====== Task data

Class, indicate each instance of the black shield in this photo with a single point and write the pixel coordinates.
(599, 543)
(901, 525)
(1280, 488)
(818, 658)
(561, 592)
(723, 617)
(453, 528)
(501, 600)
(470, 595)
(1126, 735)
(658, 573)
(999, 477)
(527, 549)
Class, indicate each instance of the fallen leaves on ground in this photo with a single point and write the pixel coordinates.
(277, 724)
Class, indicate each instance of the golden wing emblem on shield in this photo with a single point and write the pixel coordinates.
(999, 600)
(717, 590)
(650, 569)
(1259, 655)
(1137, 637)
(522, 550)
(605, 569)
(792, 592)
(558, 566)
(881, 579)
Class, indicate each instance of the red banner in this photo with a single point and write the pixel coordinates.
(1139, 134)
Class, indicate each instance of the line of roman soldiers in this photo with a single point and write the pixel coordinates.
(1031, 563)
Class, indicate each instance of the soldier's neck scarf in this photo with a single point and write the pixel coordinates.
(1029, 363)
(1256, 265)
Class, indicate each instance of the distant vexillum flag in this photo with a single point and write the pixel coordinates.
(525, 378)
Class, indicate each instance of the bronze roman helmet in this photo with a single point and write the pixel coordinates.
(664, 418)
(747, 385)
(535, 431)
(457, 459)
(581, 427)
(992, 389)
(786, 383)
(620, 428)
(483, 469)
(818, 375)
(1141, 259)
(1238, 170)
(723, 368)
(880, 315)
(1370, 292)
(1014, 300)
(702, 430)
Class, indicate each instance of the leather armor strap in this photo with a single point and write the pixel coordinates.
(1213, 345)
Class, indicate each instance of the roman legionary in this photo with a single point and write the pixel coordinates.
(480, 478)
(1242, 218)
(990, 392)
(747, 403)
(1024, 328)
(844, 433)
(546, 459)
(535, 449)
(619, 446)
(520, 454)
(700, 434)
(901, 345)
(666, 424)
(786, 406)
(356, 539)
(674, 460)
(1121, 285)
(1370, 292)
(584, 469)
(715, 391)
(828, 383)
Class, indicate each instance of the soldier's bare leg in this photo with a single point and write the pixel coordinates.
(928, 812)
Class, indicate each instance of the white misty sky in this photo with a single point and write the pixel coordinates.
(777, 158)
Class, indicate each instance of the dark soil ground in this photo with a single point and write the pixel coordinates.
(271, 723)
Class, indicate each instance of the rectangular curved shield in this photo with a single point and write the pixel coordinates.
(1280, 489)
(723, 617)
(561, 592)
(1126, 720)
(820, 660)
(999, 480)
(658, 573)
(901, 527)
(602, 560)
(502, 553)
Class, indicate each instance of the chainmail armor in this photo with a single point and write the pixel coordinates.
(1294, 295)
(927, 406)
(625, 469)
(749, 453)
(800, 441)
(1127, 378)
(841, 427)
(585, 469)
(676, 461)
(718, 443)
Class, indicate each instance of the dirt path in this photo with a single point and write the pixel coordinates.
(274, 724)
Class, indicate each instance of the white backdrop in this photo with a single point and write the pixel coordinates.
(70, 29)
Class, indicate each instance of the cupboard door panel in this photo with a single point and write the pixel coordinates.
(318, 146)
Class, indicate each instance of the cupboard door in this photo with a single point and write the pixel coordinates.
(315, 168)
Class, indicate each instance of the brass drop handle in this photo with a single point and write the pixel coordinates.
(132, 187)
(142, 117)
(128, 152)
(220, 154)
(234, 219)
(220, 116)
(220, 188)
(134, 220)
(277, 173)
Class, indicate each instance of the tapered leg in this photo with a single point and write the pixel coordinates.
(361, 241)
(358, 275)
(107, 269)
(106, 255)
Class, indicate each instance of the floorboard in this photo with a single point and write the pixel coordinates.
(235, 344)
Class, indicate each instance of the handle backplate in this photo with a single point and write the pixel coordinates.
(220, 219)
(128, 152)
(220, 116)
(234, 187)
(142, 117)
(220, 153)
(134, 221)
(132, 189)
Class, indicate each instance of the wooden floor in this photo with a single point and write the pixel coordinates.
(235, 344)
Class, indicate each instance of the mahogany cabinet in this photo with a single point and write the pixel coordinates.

============

- [Job]: Copy every entry above verbatim, preserving each line and its order.

- [Task response]:
Class, indicate each instance of the black shield in this photo with a single point and write the pixel coordinates.
(599, 543)
(901, 525)
(1280, 488)
(818, 658)
(561, 592)
(723, 617)
(453, 528)
(501, 600)
(470, 595)
(1126, 735)
(658, 573)
(999, 477)
(527, 549)
Class, indicate each instance of the fallen leaves on ground in this photo with a single point and write the pixel coordinates.
(277, 724)
Class, indicate each instance of the golden wing emblem on shield in this photo with a single point and write the pixel coordinates.
(999, 600)
(717, 590)
(650, 569)
(1259, 655)
(1137, 637)
(522, 550)
(605, 569)
(792, 592)
(558, 566)
(881, 579)
Class, indicate each instance of the red banner in this photo with a single point and write the pixel coordinates.
(1139, 134)
Class, indicate each instance of the line of roman soldiers in this photo with a single point and write the pixel coordinates.
(1031, 563)
Class, indicate each instance of the soldier's neck scarf in this photo with a single point and write the pixel coordinates.
(1029, 363)
(1256, 265)
Class, indicate each instance of the distant vexillum flag in this photo with a single point and write the pixel coordinates.
(525, 378)
Class, indicate each instance of the bronze roman helmet in this photo with a single point and write the pixel coordinates.
(664, 418)
(747, 385)
(535, 431)
(457, 459)
(581, 427)
(992, 389)
(786, 383)
(620, 428)
(483, 469)
(818, 375)
(1141, 259)
(1238, 170)
(723, 368)
(880, 315)
(1370, 292)
(1014, 300)
(702, 430)
Class, indicate each instance of the leather armor strap in this photo with a single point and write the pixel coordinates.
(1213, 345)
Class, indicate each instance of the roman legionary in this photo with a single point and write the pixel coordinates.
(480, 478)
(1242, 218)
(990, 392)
(747, 403)
(1024, 328)
(844, 433)
(546, 459)
(535, 449)
(619, 446)
(520, 454)
(700, 434)
(901, 345)
(666, 424)
(786, 406)
(356, 539)
(674, 460)
(1121, 285)
(1370, 292)
(584, 469)
(715, 391)
(828, 383)
Class, indicate each instance of the soldier's bare leg in this photo with a single point and write the pixel coordinates.
(928, 812)
Class, indicate each instance of the white misty sky in this photo with a single point and write the pixel coordinates.
(777, 158)
Class, indicate each instance of the dark soil ground in this photo with a single point and write the pixel coordinates.
(271, 723)
Class, indicate each instance of the rectangular curved shield in this photo with a single point and write the pixel coordinates.
(1280, 489)
(723, 617)
(561, 592)
(1126, 720)
(820, 660)
(999, 480)
(658, 573)
(901, 527)
(602, 560)
(502, 553)
Class, indicate each instance of the chainmail armor in this photo with a single point and write the pixel coordinates.
(1294, 295)
(927, 406)
(625, 469)
(749, 453)
(800, 441)
(1127, 378)
(841, 427)
(585, 469)
(676, 461)
(718, 443)
Class, indicate each instance of the dirt path in this photo with a single point and write the pixel coordinates.
(274, 724)
Class, indicate each instance of the white backdrop in this photo with a single point and write the pixel coordinates.
(70, 29)
Class, indicate each instance of the cupboard door panel in this photo with a single point and write the pixel coordinates.
(318, 146)
Class, indicate each instance of the cupboard door in this photo with a single point and write the pixel coordinates.
(315, 168)
Class, indicate each instance of the brass drop handle in this photo with a single point and write the pixel coordinates.
(132, 187)
(142, 117)
(128, 152)
(220, 154)
(234, 219)
(220, 116)
(220, 188)
(134, 220)
(277, 173)
Class, indicate each instance of the tapered leg in this photo with a single point and write the pixel coordinates.
(361, 241)
(358, 275)
(107, 269)
(106, 255)
Class, indicate each instance of the floorboard in this photo with a single point and write the pixel coordinates.
(235, 344)
Class, indicate each instance of the handle backplate in this photo with a single point and write the pixel coordinates.
(220, 219)
(128, 152)
(220, 116)
(234, 187)
(142, 117)
(220, 153)
(134, 221)
(132, 189)
Class, indicate each instance of the wooden floor in this photo with a single point and write the pixel coordinates.
(235, 344)
Class, indicate each instance of the mahogany cabinet in this photo with a single point and write the pixel coordinates.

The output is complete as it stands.